> _Selected passage_
__________
Due to the increased numbers of lost and destitute children, Mother Teresa understood the urgent need to create home for the homeless underaged deprived of the opportunity to feel love and care of their parents because of some reasons. Finally, in 1955, Mother Teresa managed to open a so-called “home” for homeless children as well as orphans (Epple, 2012).
This blessed woman was so kind-hearted, enthusiastic, and sympathetic that she could not bear misery, poverty, and hopelessness which thousands of families in India were facing (Murphy, 1983). One of her greatest dreams was to expand her missionary work around the globe. Consequently, with the help of governmental support as well as significant charitable donations that were attracted by the congregation, Mother Teresa together with other members of the Missionary of Charity established and arranged dozens of hospices, orphanages as well as leper clinics for the citizens of India throughout the whole territory of the country (Murphy, 1983). According to the statistics, by 2007, the Missionary of Charity included approximately 450 brothers as well as 5,000 sisters around the world. Nowadays, this religious congregation operates hundreds missions, clinics, shelters, and schools around the globe (Kolodiejchuk, 2010).
__________
> _Raw data_
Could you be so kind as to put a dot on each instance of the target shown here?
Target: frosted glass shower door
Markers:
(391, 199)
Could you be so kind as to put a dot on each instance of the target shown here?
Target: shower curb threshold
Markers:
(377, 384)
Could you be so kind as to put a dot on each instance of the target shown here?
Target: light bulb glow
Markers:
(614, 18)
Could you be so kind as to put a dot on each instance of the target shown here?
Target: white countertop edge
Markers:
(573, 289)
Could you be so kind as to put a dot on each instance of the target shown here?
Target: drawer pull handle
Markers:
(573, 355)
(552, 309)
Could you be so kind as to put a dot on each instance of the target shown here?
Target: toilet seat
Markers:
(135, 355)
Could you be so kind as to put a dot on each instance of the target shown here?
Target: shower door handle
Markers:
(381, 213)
__________
> _Exercises_
**a)** Name the kinds of places that the Mother Teresa passage says her congregation operates around the globe today.
**b)** Rewrite part of the Mother Teresa passage, starting with "Due to the increased" and going on through "orphans (Epple, 2012).", with "orphans" changed to "parentless children".

> _Answers to this exercise_
**a)** Missions, clinics, shelters, and schools.

**b)**
Due to the increased numbers of lost and destitute children, Mother Teresa understood the urgent need to create home for the homeless underaged deprived of the opportunity to feel love and care of their parents because of some reasons. Finally, in 1955, Mother Teresa managed to open a so-called “home” for homeless children as well as parentless children (Epple, 2012).